▶ **Text passage**
=== Begin Enclosure ===
My  mother's two sisters both had Down syndrome babies. In their forties. I read somewhere that for couples over 40 but still, like us, stuck with their original partner (how unenterprising) the chance of Down syndrome babies was one in 10 because apparently, such unfortunates have sex so rarely. 

The radiographer was a friend, who knew better than to suggest amnio; she knew I'd argued with her brother about abortion, quoting the "Father of Foetology", Sir William Liley, who finally committed suicide, in despair I suppose at his country's nihilistic attitude in passing the infamous CS&A Act. Liley maintained that abortion is never justified. 

I told our specialist if we had a handicapped baby, with God's help we'd cope. My engaged daughter wasn't so glib. She knew witty people would ask if she was planning on a baby to keep her mother company. She said to me, "If it's handicapped we'll have to look after it". I felt sicker than ever.

We lived an hour and a half away from Palmerston North Hospital and the services of my specialist. My grown-up sons pointed out that our aged Rover was suited to an emergency delivery in the Manawatu Gorge, the upholstery being blood-red.
=== End Enclosure ===
▶ **Exercise data**
=== Begin Enclosure ===
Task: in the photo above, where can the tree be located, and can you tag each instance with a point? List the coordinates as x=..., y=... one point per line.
=== End Enclosure ===
▶ **Exercise objective**
In the passage about a late pregnancy, how far did the family live from Palmerston North Hospital?

▶ **Response**
An hour and a half away.